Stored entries
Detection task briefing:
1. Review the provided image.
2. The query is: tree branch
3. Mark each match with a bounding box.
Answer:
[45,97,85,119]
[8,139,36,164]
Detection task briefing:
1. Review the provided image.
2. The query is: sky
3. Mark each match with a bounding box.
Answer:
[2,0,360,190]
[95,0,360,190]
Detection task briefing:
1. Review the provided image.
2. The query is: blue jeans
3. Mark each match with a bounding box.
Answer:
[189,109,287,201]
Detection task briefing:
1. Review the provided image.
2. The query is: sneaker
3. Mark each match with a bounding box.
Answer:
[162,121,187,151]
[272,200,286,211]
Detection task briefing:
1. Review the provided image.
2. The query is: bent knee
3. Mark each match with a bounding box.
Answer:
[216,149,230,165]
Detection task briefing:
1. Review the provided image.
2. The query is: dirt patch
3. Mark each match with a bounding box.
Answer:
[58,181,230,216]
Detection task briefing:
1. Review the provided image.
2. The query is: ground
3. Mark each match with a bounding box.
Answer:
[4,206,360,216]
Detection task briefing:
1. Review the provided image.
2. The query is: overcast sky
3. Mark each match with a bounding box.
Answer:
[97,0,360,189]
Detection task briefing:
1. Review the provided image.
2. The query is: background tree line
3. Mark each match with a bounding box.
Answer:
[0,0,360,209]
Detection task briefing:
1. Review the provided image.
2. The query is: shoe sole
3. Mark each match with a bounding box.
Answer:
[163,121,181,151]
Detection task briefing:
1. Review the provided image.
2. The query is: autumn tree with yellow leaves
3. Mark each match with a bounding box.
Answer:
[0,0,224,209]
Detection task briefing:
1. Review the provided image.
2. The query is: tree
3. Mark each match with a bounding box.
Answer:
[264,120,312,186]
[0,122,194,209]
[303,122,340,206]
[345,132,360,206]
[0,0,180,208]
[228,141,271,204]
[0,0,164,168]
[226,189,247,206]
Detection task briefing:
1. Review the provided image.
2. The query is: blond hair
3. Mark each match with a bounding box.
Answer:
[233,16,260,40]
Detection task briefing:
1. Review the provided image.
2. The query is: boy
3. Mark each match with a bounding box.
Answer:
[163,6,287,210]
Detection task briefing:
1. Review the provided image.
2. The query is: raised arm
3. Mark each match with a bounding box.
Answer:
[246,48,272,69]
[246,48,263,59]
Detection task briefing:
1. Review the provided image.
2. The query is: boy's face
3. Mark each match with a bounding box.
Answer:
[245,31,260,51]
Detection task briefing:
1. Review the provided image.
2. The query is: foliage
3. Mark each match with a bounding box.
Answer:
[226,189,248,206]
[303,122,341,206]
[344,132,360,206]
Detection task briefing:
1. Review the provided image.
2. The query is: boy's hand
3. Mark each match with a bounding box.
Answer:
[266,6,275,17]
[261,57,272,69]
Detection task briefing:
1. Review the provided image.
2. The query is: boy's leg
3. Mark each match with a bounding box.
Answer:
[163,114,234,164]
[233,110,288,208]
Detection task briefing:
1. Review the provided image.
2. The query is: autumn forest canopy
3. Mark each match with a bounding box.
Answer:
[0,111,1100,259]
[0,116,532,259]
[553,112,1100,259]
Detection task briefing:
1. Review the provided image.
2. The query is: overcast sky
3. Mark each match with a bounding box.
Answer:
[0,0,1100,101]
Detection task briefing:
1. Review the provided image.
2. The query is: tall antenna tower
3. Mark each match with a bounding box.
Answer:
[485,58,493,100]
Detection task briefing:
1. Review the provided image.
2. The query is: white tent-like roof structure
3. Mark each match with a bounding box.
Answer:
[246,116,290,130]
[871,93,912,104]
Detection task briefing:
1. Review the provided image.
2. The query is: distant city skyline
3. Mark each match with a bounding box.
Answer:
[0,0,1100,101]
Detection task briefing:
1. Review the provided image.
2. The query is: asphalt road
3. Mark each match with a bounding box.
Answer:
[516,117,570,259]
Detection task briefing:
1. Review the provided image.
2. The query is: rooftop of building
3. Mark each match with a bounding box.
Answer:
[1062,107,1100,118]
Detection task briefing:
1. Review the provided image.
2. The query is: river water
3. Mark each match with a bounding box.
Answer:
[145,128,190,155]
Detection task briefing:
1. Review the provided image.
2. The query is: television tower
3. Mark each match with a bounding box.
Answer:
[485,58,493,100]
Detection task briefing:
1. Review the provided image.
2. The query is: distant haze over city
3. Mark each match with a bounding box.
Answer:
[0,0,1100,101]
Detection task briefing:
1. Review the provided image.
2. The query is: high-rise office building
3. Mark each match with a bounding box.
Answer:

▸ **Directions**
Copy the lines from the start of the entries down to and including the line that contains "[95,0,360,190]". Reproduce them word for word with nothing else.

▸ **Full answer**
Detection task briefing:
1. Review the provided image.
2. The query is: tree branch
3. Mark each match with a bounding box.
Answer:
[45,97,85,119]
[8,139,36,164]
Detection task briefing:
1. Review the provided image.
2. The query is: sky
3. Mark each match with a bounding box.
Answer:
[2,0,360,190]
[95,0,360,190]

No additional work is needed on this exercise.